Directions for this task
Print, in exact form, the lines below from the one containing "I would appreciate your help locating the tree" through the one containing "I would appreciate your help locating the wood-paneled", and omit all others.

Provided records
----------------------------------------
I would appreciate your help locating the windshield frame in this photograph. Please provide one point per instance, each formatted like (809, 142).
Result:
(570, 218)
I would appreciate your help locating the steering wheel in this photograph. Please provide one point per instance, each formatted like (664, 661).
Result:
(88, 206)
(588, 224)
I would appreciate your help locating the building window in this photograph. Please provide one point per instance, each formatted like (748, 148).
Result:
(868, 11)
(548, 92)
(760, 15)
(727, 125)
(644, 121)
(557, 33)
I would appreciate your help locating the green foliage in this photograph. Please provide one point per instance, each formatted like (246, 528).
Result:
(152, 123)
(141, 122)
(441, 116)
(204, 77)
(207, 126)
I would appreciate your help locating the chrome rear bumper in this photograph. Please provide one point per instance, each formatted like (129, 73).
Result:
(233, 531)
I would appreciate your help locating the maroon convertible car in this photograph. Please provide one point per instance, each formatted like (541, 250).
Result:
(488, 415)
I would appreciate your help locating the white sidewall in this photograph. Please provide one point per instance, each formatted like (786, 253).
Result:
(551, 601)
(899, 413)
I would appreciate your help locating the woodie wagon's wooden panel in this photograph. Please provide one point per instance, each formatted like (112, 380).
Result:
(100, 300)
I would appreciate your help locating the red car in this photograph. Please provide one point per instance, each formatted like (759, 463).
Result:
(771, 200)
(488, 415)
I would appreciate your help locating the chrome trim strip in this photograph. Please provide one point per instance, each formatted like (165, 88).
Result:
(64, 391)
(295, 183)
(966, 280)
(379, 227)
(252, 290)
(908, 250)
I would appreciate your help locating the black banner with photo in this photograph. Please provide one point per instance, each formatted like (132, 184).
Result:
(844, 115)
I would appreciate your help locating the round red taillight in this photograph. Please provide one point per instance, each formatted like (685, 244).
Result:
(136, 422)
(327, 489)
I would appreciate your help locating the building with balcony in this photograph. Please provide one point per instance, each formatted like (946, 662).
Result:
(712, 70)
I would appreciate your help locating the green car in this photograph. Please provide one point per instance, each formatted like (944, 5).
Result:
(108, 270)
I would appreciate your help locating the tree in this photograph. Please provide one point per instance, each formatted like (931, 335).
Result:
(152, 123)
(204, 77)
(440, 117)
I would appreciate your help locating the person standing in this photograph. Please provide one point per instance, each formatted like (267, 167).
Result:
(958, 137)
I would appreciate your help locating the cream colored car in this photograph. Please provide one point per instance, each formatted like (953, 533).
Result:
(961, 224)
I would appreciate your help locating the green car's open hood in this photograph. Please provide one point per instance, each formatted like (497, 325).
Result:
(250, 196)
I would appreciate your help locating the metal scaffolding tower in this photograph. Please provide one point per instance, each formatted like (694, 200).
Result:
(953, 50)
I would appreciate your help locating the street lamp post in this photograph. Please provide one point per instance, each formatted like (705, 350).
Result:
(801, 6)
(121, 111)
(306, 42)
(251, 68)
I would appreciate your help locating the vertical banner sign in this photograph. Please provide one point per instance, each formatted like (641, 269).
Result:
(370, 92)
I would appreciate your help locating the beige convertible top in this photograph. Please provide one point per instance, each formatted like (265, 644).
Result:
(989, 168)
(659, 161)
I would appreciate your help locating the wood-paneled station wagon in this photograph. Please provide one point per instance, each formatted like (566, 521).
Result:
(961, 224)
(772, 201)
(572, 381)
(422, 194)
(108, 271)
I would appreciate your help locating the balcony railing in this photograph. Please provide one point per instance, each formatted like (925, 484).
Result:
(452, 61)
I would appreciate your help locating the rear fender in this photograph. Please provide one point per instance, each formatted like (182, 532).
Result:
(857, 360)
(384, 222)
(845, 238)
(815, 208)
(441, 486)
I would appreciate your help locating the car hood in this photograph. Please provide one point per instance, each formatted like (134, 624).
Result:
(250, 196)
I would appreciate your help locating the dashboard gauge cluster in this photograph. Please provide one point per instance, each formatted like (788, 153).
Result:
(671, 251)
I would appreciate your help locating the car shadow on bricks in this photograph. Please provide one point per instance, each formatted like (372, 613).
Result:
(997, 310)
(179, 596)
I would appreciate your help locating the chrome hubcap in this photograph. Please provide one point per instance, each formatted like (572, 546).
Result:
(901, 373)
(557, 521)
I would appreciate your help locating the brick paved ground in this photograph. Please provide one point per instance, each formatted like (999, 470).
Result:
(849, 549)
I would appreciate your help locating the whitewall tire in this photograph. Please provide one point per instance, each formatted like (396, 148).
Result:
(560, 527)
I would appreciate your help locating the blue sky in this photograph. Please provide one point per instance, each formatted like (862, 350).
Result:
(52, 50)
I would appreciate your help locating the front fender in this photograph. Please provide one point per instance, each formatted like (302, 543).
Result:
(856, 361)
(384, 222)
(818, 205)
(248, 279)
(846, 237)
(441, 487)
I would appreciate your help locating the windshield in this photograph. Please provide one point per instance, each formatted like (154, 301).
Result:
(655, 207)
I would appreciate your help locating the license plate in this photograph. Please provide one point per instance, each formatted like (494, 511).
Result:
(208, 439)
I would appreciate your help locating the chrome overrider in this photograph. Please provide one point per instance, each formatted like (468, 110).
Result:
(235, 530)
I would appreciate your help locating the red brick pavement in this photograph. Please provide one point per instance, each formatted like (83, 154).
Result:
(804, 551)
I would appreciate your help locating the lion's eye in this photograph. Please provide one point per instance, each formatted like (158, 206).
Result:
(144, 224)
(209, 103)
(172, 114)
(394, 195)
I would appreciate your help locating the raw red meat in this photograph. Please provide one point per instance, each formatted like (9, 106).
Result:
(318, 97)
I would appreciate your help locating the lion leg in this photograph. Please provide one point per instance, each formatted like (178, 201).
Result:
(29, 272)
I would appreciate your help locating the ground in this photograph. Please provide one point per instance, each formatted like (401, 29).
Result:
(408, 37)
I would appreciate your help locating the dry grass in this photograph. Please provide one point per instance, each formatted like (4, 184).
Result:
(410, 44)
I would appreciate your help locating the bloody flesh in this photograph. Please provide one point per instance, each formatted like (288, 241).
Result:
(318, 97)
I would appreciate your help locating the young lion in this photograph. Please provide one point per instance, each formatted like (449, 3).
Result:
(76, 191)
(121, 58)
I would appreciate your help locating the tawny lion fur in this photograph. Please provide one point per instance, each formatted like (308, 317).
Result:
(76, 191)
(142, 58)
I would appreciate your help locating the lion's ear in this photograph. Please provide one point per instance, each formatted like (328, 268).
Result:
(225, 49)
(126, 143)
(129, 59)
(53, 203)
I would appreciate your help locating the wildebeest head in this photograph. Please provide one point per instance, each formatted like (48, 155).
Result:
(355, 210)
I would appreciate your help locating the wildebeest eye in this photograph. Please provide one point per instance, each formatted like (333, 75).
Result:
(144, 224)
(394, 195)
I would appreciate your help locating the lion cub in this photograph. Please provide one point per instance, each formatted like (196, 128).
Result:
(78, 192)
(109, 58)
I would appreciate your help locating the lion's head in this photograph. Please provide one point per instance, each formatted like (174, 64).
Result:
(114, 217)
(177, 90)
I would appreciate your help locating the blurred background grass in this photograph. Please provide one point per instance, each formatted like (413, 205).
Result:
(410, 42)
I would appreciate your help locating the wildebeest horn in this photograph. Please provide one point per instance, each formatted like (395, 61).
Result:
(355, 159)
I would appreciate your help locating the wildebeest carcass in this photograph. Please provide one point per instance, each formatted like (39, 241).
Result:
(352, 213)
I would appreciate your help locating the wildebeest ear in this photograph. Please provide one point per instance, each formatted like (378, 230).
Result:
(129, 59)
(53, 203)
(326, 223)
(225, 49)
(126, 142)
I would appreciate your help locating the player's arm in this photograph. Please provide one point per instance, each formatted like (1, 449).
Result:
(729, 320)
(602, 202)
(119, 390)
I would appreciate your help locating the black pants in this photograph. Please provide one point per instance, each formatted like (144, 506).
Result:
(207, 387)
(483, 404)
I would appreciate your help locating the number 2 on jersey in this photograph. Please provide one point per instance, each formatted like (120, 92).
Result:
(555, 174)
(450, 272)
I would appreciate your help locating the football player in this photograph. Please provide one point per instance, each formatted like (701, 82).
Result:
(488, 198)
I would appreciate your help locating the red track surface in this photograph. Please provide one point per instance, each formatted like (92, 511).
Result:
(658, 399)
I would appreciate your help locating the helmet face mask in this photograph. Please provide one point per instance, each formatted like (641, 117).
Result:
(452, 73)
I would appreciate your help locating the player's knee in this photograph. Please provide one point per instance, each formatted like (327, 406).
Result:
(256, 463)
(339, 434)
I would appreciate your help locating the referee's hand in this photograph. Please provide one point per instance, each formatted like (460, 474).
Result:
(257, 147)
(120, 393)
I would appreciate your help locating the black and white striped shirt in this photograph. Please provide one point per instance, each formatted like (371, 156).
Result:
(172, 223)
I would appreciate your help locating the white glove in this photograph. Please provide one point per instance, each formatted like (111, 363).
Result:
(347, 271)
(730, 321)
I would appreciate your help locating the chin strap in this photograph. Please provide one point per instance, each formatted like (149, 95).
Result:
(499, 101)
----------------------------------------
Your response
I would appreciate your help locating the tree in this photograph. Please provide one point per instance, each formatted like (931, 335).
Result:
(152, 123)
(204, 77)
(440, 117)
I would appreciate your help locating the person standing in this photograph. Please provide one point per instance, each formatted like (267, 167).
Result:
(958, 137)
I would appreciate your help locating the cream colored car in this photograph. Please provide one point per instance, each formatted like (953, 533).
Result:
(961, 224)
I would appreciate your help locating the green car's open hood in this photograph. Please provide one point per instance, each formatted like (497, 325).
Result:
(250, 196)
I would appreciate your help locating the metal scaffolding tower in this photograph. Please provide one point per instance, each formatted like (694, 200).
Result:
(953, 50)
I would appreciate your help locating the street lamp post in this photograph. Please provide one point per instance, each formatted like (705, 350).
Result:
(801, 6)
(121, 111)
(306, 42)
(251, 68)
I would appreciate your help locating the vertical banner sign in this photograph. Please provide one point per instance, each formatted like (641, 269).
Result:
(370, 92)
I would appreciate your help locating the beige convertible top in this photograph. Please provide one point per instance, each formatted like (265, 644).
Result:
(989, 168)
(659, 161)
I would appreciate your help locating the wood-paneled station wagon in this photograph. Please provide one point per instance, each formatted like (566, 521).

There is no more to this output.